Start of Block

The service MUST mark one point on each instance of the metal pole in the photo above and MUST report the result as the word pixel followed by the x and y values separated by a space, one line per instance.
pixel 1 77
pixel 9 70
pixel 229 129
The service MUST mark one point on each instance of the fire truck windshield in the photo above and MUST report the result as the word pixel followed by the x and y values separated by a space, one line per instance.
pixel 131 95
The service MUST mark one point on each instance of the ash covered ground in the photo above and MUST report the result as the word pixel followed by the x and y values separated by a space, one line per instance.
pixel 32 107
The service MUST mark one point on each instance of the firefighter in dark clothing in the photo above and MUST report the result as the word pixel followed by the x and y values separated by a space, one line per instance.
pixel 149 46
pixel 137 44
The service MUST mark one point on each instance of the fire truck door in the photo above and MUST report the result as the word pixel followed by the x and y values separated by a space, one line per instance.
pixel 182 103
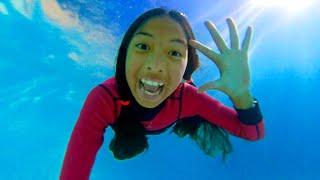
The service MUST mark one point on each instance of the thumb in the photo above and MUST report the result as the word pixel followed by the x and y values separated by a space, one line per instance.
pixel 212 85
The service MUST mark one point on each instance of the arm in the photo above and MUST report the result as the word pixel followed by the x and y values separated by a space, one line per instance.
pixel 87 135
pixel 244 123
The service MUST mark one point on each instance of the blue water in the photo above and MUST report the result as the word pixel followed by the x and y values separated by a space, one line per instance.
pixel 49 61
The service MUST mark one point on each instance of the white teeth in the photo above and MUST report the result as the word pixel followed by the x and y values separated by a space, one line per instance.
pixel 151 83
pixel 150 93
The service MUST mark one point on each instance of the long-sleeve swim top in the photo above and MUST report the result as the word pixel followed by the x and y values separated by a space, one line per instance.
pixel 103 105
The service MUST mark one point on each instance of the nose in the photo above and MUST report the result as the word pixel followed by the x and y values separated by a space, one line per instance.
pixel 156 63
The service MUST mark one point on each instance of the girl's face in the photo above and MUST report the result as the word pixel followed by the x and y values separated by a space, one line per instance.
pixel 156 60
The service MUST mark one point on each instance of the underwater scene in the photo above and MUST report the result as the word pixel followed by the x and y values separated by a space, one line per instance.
pixel 54 52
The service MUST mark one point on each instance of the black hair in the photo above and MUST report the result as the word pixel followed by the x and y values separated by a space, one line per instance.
pixel 130 135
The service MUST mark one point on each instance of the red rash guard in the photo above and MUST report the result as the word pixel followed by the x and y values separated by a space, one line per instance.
pixel 103 105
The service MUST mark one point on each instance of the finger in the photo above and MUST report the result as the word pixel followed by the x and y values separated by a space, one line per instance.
pixel 205 50
pixel 221 44
pixel 234 38
pixel 211 86
pixel 247 39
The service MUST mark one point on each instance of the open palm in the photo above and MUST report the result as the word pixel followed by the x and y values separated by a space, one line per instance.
pixel 232 62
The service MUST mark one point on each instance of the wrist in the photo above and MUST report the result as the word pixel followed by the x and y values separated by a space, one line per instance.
pixel 243 100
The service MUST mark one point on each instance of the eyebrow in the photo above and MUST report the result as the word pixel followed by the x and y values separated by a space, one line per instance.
pixel 172 40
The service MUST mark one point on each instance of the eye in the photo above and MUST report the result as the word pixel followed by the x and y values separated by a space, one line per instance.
pixel 142 46
pixel 175 53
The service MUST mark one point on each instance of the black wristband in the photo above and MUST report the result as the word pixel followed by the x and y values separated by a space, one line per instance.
pixel 250 116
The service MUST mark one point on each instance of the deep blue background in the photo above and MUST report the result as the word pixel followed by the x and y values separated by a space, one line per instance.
pixel 48 68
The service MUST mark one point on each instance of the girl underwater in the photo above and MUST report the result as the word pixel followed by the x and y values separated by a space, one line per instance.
pixel 153 90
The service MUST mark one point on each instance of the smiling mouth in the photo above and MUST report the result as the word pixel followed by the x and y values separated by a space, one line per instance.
pixel 150 88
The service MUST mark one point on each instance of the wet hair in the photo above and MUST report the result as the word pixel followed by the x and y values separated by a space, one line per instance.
pixel 130 136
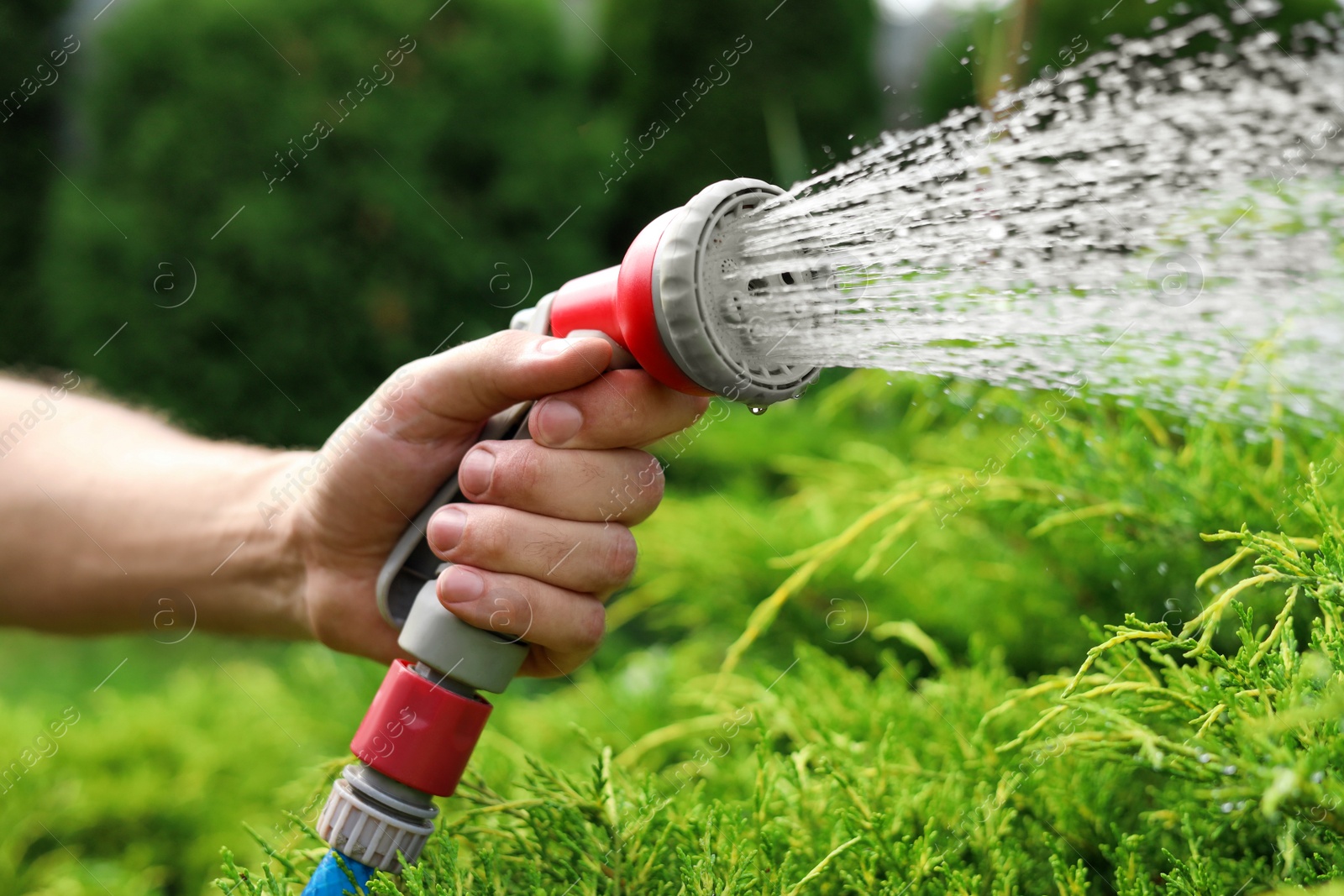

End of Block

Exercise description |
Everything from the line with "of the eyebrow" through the end of the records above, and nothing else, is to be quoted exactly; please leave the pictures out.

Solution for this exercise |
The service MUST mark one point on each instance of the eyebrow in the photo above and MUST report the result as the word pixel followed by the x and y values separated by a space, one line per instance.
pixel 172 40
The service MUST mark one point on each instance of the eye in the photo above and MUST report the result as the word pixel followed by the x and y values separated by a space, one line per instance.
pixel 142 46
pixel 175 53
The service MUST mark one point on each instance of the black wristband in the photo above and MUST report the result as the word pixel followed by the x and y values separated by a space, one line per instance.
pixel 250 116
The service MUST mark one point on each instance of the deep blue background in the photo above and MUST report the result as the word pixel followed by the x and y values separated by a space, one line per instance.
pixel 48 68
The service MUST mark one point on each instance of the girl underwater in the photo above and MUST report the result as the word pixel followed by the x and y values separated by a space, one line per instance.
pixel 153 90
The service MUST mark one point on each instance of the smiling mouth in the photo above and MUST report the result as the word pixel followed by the x and y values separated by a space, one line per instance.
pixel 150 88
The service MUST mark one point on each instance of the wet hair in the photo above and MUST report the result as the word pixel followed by the x and y values separated by a space, one line per instance.
pixel 130 136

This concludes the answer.